**Task prompt**
Copy every entry word for word, but skip the pictures.

**Raw records**
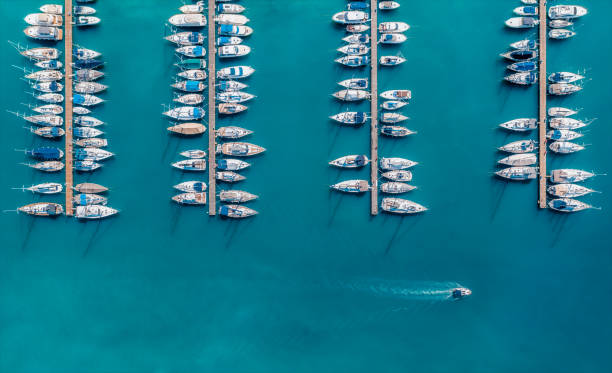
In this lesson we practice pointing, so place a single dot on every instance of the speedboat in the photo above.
(234, 96)
(398, 175)
(231, 19)
(351, 95)
(190, 165)
(188, 129)
(563, 135)
(350, 161)
(42, 209)
(565, 147)
(229, 176)
(459, 293)
(563, 89)
(232, 132)
(568, 205)
(236, 196)
(191, 186)
(232, 164)
(391, 60)
(392, 38)
(568, 175)
(239, 149)
(189, 86)
(518, 173)
(94, 212)
(354, 49)
(395, 131)
(521, 124)
(564, 77)
(526, 78)
(190, 198)
(186, 38)
(522, 22)
(520, 55)
(353, 61)
(188, 20)
(228, 51)
(185, 113)
(44, 19)
(234, 30)
(401, 206)
(397, 94)
(393, 27)
(560, 33)
(396, 163)
(350, 17)
(561, 112)
(394, 187)
(195, 51)
(235, 72)
(568, 190)
(350, 117)
(355, 83)
(352, 186)
(566, 11)
(230, 108)
(85, 199)
(524, 159)
(236, 211)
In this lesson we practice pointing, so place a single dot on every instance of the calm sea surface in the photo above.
(314, 283)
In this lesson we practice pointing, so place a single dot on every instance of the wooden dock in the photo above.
(374, 108)
(212, 112)
(68, 103)
(542, 107)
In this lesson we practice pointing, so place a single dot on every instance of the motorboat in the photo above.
(236, 211)
(524, 159)
(190, 198)
(232, 132)
(350, 117)
(518, 173)
(188, 129)
(239, 149)
(190, 165)
(235, 72)
(236, 196)
(350, 17)
(568, 190)
(350, 161)
(395, 131)
(401, 206)
(565, 147)
(521, 124)
(566, 11)
(94, 212)
(191, 186)
(568, 175)
(188, 20)
(232, 164)
(392, 27)
(46, 209)
(352, 186)
(398, 175)
(522, 22)
(394, 187)
(568, 205)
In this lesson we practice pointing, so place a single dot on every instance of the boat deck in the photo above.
(374, 108)
(542, 107)
(212, 111)
(68, 104)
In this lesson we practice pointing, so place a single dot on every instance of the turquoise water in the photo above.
(314, 283)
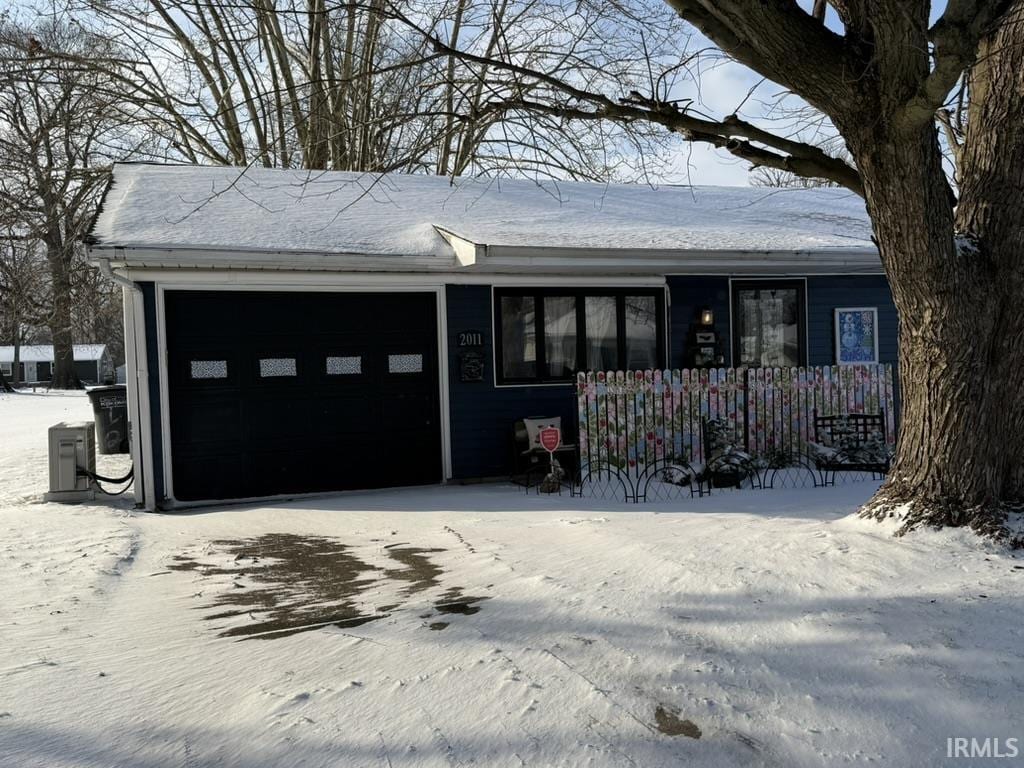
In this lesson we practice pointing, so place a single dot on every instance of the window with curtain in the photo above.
(570, 330)
(768, 324)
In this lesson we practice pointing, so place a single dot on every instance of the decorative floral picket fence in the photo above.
(630, 420)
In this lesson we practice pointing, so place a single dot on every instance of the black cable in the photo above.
(93, 476)
(129, 478)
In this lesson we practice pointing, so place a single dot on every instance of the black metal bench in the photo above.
(851, 442)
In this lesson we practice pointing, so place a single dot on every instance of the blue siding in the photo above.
(689, 296)
(825, 294)
(481, 414)
(153, 361)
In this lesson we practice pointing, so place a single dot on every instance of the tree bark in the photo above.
(955, 275)
(60, 320)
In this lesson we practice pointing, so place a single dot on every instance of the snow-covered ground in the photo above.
(479, 626)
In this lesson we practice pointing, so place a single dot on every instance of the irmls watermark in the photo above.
(962, 747)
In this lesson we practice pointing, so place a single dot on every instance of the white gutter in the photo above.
(138, 387)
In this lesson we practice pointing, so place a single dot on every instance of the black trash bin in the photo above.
(110, 404)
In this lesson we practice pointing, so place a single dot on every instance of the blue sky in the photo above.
(722, 89)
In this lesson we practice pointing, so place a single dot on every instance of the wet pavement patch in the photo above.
(278, 585)
(670, 723)
(454, 601)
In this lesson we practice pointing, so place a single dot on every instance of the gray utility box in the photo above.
(73, 445)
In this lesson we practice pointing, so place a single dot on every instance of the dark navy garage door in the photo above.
(300, 392)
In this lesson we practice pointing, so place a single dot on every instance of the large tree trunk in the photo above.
(955, 274)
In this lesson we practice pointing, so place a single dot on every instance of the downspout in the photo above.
(138, 388)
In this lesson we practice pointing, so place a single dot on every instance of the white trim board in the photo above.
(198, 280)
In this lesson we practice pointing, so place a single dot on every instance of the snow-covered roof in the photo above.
(396, 217)
(44, 352)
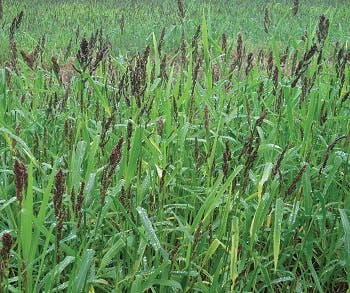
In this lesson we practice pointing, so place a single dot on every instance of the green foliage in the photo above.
(188, 159)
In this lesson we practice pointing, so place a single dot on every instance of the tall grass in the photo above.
(203, 165)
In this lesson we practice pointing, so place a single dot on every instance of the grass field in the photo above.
(174, 146)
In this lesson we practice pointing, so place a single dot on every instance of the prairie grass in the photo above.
(199, 159)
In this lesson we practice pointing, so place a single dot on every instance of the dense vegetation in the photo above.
(171, 146)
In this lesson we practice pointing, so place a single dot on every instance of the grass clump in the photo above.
(199, 164)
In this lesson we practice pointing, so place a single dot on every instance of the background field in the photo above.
(169, 146)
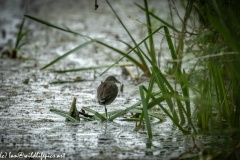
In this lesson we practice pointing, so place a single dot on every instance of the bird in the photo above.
(107, 92)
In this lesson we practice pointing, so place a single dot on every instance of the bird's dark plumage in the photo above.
(107, 91)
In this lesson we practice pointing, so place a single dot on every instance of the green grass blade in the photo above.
(156, 17)
(131, 50)
(129, 34)
(168, 114)
(161, 118)
(19, 33)
(151, 42)
(66, 54)
(145, 112)
(122, 53)
(120, 113)
(63, 114)
(165, 92)
(150, 87)
(90, 68)
(98, 115)
(55, 26)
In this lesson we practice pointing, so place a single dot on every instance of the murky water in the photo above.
(27, 126)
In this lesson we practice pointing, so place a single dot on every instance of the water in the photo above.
(27, 126)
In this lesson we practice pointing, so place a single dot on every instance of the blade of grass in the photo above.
(124, 111)
(91, 68)
(149, 113)
(98, 115)
(66, 54)
(156, 17)
(63, 114)
(123, 54)
(131, 50)
(54, 26)
(129, 34)
(164, 90)
(19, 34)
(168, 114)
(151, 42)
(145, 112)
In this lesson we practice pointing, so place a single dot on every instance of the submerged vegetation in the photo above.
(207, 94)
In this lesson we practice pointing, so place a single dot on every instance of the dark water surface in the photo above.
(28, 128)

**Final result**
In this lesson we practice pointing, so place a single dot on every instance of the speedboat in the photo above.
(234, 96)
(398, 175)
(231, 19)
(351, 95)
(190, 165)
(188, 129)
(563, 135)
(350, 161)
(42, 209)
(565, 147)
(229, 176)
(459, 293)
(563, 89)
(232, 132)
(568, 205)
(236, 196)
(191, 186)
(232, 164)
(391, 60)
(392, 38)
(568, 175)
(239, 149)
(189, 86)
(518, 173)
(94, 212)
(354, 49)
(395, 131)
(521, 124)
(564, 77)
(526, 78)
(190, 198)
(186, 38)
(522, 22)
(520, 55)
(353, 61)
(188, 20)
(228, 51)
(185, 113)
(44, 19)
(234, 30)
(401, 206)
(397, 94)
(393, 27)
(560, 33)
(396, 163)
(350, 17)
(561, 112)
(394, 187)
(195, 51)
(235, 72)
(568, 190)
(350, 117)
(355, 83)
(352, 186)
(566, 11)
(230, 108)
(85, 199)
(524, 159)
(236, 211)
In this lesson we practice pointing, so place a single dot on every instance of the calm sea surface in the photo above.
(314, 283)
In this lesson we practice pointing, so place a single dot on every instance of the wooden dock in the photo above.
(374, 108)
(212, 112)
(68, 103)
(542, 107)
In this lesson we practice pointing, so place a single dot on every instance of the motorboat in the photo above.
(236, 211)
(524, 159)
(190, 198)
(232, 132)
(350, 117)
(518, 173)
(188, 129)
(239, 149)
(190, 165)
(235, 72)
(236, 196)
(350, 17)
(568, 190)
(350, 161)
(395, 131)
(401, 206)
(565, 147)
(521, 124)
(566, 11)
(94, 212)
(191, 186)
(568, 175)
(188, 20)
(232, 164)
(392, 27)
(46, 209)
(352, 186)
(398, 175)
(522, 22)
(394, 187)
(568, 205)
In this lesson we practice pointing, so place a single dot on every instance of the boat deck in the photo above.
(374, 108)
(542, 107)
(212, 111)
(68, 104)
In this lesson we practice pointing, so place a single dot on every instance of the turquoise water in the photo above.
(314, 283)
In this lesson we practice pointing, so place a single dot on every instance of the window with curtain in the photo above.
(570, 330)
(768, 324)
In this lesson we practice pointing, so place a single dot on every instance of the decorative floral picket fence in the photo above.
(630, 420)
In this lesson we practice pointing, so place a single dot on every instance of the black cable in the photo above.
(93, 476)
(129, 478)
In this lesson we practice pointing, so place a single dot on every instance of the black metal bench in the photo above.
(851, 442)
In this lesson we practice pointing, so place a single dot on every instance of the blue siding in the photo above.
(689, 296)
(825, 294)
(481, 414)
(153, 361)
In this lesson we practice pointing, so place a single dot on every instance of the tree bark in the photo above.
(955, 275)
(60, 320)
In this lesson we practice pointing, so place a single dot on every instance of the snow-covered ground in the photo above.
(479, 626)
In this lesson we practice pointing, so place a single dot on every instance of the irmls watermark in the photo above.
(962, 747)
In this lesson we practice pointing, so place a single dot on every instance of the white gutter in the photo above.
(138, 387)
In this lesson we practice pointing, so place a single dot on every instance of the black trash bin in the photo above.
(110, 404)
In this lesson we practice pointing, so place a single dot on every instance of the blue sky in the photo above.
(722, 89)
In this lesson we practice pointing, so place a single dot on every instance of the wet pavement patch in the photo above.
(278, 585)
(670, 723)
(454, 601)
In this lesson we practice pointing, so place a single dot on every instance of the gray utility box in the photo above.
(73, 445)
In this lesson we practice pointing, so place a single dot on every instance of the dark navy garage door in the photo above.
(300, 392)
In this lesson we practice pointing, so place a single dot on every instance of the large tree trunk in the photo above.
(955, 274)
In this lesson we practice pointing, so place a single dot on every instance of the downspout in the photo above.
(138, 388)
In this lesson we practice pointing, so place a single dot on every instance of the white trim board in the photo above.
(198, 280)
In this lesson we practice pointing, so place a single dot on every instance of the snow-covered roof in the photo above.
(396, 217)
(44, 352)
In this lesson we practice pointing, so place a single dot on every instance of the green foliage in the photo above.
(188, 159)
In this lesson we practice pointing, so place a single dot on every instance of the tall grass in the photo above.
(203, 165)
In this lesson we practice pointing, so place a single dot on every instance of the grass field in the photo above.
(174, 146)
In this lesson we practice pointing, so place a single dot on every instance of the prairie grass in the photo above.
(199, 159)
In this lesson we practice pointing, so place a single dot on every instance of the dense vegetation in the photo above.
(171, 146)
In this lesson we practice pointing, so place a single dot on every instance of the grass clump in the photo above.
(199, 164)
In this lesson we practice pointing, so place a single dot on every instance of the background field in the photo above.
(169, 146)
In this lesson we practice pointing, so place a single dot on every instance of the bird in the photo above.
(107, 92)
In this lesson we practice pointing, so place a single dot on every instance of the bird's dark plumage in the photo above.
(107, 91)
In this lesson we practice pointing, so place a single dot on every instance of the green grass blade in the photo above.
(156, 17)
(131, 50)
(129, 34)
(168, 114)
(161, 118)
(19, 33)
(151, 42)
(66, 54)
(145, 112)
(122, 53)
(120, 113)
(63, 114)
(165, 92)
(150, 87)
(90, 68)
(98, 115)
(55, 26)
In this lesson we practice pointing, so place a single dot on every instance of the murky water in the photo above.
(27, 126)
In this lesson we practice pointing, so place a single dot on every instance of the water in the photo above.
(27, 126)
In this lesson we practice pointing, so place a single dot on every instance of the blade of grass in the photo above.
(124, 111)
(91, 68)
(149, 113)
(98, 115)
(66, 54)
(156, 17)
(63, 114)
(123, 54)
(131, 50)
(54, 26)
(129, 34)
(164, 90)
(19, 34)
(168, 114)
(151, 42)
(145, 112)
In this lesson we practice pointing, so place a single dot on every instance of the submerged vegetation in the photo above.
(207, 94)
In this lesson we practice pointing, so place a single dot on every instance of the dark water surface in the photo above.
(28, 128)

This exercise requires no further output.